— What you need to do —
Quote everything in the listing from the line containing "In this photo, where can the railway" down to the line containing "(1272, 563)", both lines included, character for character.

· · ·

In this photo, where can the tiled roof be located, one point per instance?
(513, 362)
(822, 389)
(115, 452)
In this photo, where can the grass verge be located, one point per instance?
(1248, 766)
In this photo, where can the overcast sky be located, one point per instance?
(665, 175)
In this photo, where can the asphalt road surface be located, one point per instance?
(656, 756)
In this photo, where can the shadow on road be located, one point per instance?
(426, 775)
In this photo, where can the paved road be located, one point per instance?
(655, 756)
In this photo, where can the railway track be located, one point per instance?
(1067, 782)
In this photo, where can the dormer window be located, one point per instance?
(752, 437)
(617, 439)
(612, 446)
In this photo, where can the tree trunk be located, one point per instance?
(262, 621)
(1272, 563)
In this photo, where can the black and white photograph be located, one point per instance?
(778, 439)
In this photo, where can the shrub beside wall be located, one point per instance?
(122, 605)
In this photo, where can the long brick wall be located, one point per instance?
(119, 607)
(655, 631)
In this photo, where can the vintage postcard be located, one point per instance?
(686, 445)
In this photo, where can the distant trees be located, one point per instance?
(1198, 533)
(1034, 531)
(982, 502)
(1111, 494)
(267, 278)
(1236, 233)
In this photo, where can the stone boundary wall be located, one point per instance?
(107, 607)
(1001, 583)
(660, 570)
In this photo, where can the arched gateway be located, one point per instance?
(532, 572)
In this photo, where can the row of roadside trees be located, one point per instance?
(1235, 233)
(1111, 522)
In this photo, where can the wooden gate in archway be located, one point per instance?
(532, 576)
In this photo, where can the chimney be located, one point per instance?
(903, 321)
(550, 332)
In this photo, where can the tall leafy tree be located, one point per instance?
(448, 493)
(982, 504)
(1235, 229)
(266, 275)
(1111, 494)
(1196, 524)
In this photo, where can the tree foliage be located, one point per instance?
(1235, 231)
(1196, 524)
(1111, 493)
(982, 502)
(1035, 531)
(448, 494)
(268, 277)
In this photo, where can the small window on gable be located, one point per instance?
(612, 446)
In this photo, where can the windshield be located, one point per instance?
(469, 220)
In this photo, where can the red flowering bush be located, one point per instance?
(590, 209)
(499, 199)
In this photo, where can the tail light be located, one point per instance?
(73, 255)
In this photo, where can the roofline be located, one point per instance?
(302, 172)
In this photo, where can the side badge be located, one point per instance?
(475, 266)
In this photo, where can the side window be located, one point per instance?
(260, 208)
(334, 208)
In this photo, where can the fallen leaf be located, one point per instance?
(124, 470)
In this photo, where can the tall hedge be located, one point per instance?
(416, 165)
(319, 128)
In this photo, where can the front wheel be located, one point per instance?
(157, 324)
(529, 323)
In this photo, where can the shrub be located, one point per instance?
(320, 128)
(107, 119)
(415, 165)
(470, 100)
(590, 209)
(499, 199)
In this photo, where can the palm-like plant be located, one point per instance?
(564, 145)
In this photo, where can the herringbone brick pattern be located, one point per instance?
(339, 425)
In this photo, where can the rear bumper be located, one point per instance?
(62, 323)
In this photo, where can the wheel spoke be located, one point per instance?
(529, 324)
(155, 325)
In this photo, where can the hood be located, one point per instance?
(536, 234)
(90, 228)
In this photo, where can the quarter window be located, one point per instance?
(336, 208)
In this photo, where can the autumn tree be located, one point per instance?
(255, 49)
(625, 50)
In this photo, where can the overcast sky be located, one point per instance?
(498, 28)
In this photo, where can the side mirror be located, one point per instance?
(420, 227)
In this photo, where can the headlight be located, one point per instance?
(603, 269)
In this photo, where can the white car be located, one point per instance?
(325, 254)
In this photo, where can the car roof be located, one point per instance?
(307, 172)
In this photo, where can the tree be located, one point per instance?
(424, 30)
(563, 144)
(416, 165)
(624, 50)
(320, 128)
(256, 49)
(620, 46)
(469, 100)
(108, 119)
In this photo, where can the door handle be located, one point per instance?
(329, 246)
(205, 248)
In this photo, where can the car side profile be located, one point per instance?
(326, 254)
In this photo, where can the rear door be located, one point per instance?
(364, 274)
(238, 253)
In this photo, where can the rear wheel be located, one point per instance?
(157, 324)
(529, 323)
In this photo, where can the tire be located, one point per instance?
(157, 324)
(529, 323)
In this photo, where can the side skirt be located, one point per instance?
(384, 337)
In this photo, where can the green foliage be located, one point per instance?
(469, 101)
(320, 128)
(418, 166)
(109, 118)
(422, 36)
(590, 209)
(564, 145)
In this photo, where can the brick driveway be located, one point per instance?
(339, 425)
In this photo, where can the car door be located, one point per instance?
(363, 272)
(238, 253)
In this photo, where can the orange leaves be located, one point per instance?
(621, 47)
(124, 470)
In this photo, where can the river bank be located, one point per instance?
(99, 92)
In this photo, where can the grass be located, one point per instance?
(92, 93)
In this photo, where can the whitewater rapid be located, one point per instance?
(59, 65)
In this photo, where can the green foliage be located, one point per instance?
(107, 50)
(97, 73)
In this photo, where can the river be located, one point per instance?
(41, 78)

· · ·

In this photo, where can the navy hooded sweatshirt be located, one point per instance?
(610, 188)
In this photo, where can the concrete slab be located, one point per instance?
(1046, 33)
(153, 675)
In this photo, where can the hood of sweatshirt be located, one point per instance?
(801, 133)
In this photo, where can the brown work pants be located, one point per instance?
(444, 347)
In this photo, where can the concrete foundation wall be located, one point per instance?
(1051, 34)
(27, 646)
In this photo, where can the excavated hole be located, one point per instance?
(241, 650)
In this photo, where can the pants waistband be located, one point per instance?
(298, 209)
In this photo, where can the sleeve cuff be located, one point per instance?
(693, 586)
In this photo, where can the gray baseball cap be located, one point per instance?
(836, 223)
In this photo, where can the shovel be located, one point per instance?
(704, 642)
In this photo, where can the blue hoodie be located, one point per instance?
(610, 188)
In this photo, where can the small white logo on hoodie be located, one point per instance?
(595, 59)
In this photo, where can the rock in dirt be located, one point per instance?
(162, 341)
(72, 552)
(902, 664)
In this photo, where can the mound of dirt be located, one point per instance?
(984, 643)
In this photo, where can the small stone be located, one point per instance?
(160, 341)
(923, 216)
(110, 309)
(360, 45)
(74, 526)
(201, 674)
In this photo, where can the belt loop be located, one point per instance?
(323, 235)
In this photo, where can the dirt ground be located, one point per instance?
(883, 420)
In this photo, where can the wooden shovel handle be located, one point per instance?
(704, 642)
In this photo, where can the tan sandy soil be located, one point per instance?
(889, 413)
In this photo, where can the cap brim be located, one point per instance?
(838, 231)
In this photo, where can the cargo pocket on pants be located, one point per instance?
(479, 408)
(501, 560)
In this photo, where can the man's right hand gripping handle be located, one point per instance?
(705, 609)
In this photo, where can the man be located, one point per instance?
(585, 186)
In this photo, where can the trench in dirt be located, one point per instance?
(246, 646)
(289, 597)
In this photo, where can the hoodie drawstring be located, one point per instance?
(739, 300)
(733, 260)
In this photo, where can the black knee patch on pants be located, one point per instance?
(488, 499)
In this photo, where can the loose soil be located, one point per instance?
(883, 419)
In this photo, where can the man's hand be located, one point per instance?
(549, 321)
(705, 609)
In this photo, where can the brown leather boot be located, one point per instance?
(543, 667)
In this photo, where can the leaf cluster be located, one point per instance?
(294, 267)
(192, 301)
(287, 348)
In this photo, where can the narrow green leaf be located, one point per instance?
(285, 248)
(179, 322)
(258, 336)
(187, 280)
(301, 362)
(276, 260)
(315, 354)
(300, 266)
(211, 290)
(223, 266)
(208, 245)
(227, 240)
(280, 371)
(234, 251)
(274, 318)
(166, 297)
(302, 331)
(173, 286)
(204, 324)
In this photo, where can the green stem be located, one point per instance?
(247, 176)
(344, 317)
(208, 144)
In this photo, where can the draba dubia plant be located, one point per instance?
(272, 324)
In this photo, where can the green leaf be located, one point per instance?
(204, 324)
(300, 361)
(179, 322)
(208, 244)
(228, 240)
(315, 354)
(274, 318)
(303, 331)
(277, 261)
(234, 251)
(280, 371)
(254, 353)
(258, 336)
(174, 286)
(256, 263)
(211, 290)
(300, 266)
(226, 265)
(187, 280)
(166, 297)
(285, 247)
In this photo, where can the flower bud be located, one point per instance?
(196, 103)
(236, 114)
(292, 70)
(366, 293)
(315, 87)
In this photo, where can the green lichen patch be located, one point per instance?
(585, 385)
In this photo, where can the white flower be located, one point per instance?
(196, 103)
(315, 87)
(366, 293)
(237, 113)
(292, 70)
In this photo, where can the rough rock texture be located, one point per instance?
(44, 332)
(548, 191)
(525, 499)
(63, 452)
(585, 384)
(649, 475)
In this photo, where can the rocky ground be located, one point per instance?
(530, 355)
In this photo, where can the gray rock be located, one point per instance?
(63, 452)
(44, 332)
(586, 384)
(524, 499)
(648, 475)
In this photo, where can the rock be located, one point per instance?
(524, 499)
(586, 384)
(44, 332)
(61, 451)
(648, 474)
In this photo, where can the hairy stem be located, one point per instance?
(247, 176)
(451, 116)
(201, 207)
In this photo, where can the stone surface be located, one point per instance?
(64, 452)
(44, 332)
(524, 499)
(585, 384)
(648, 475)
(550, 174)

· · ·

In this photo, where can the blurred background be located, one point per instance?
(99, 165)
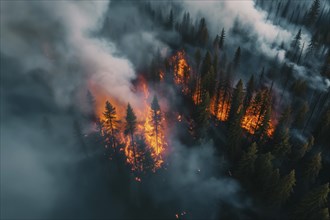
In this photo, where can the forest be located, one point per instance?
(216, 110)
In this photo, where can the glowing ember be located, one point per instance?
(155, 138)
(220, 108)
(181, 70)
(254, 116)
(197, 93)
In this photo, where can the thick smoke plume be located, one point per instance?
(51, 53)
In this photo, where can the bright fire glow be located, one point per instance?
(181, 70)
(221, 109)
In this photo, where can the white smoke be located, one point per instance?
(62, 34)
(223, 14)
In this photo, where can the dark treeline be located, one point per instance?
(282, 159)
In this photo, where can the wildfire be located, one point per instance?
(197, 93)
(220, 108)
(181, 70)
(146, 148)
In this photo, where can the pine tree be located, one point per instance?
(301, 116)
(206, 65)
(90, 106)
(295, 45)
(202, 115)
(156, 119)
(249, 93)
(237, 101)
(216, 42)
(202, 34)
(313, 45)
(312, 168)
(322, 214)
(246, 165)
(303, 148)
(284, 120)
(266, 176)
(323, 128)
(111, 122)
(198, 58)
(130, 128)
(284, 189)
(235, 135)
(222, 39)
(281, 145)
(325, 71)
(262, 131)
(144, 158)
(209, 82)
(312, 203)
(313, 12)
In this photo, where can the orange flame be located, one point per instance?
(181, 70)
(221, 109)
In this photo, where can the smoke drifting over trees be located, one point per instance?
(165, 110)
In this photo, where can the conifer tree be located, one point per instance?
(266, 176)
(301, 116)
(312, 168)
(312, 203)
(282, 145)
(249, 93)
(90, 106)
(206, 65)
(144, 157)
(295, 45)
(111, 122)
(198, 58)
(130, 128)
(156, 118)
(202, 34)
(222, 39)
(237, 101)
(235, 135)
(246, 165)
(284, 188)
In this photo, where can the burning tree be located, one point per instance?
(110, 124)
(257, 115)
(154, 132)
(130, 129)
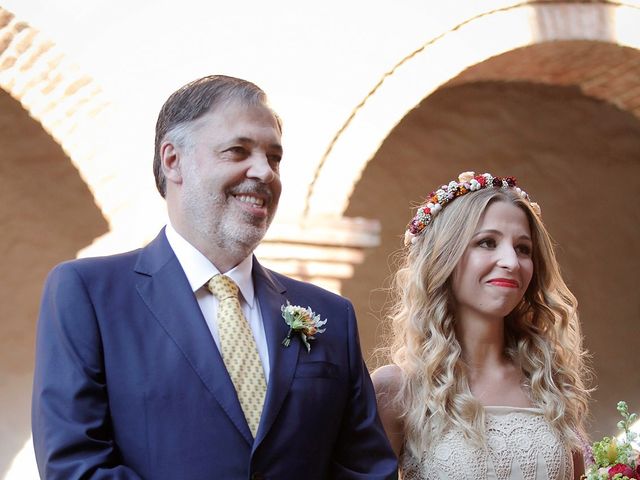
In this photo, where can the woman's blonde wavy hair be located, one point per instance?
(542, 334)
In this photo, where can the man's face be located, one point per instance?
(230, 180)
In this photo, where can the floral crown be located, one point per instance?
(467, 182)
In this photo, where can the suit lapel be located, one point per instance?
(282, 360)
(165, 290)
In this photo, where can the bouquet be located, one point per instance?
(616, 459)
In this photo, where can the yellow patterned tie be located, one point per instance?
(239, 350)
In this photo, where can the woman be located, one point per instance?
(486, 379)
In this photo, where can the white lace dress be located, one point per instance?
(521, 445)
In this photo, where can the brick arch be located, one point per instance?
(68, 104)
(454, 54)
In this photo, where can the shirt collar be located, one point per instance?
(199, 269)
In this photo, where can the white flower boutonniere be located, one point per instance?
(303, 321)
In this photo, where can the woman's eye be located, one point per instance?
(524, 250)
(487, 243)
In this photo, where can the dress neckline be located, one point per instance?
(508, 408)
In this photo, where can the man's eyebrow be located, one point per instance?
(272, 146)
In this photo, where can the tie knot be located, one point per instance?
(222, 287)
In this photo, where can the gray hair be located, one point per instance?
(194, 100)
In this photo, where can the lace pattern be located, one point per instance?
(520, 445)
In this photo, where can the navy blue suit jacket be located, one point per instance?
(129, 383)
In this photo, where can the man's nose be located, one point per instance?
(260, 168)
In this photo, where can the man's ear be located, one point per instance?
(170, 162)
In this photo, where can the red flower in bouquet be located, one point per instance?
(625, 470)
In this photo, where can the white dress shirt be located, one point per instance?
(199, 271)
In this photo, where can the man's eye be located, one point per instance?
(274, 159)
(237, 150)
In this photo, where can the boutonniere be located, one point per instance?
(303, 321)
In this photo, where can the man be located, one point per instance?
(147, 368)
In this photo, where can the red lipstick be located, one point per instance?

· · ·

— Output —
In this photo, where can the railway track be located, one point per instance?
(1067, 782)
In this photo, where can the dormer window be located, one point per instance?
(752, 437)
(617, 439)
(612, 446)
In this photo, where can the tree trunk be located, one point per instance?
(262, 621)
(1272, 563)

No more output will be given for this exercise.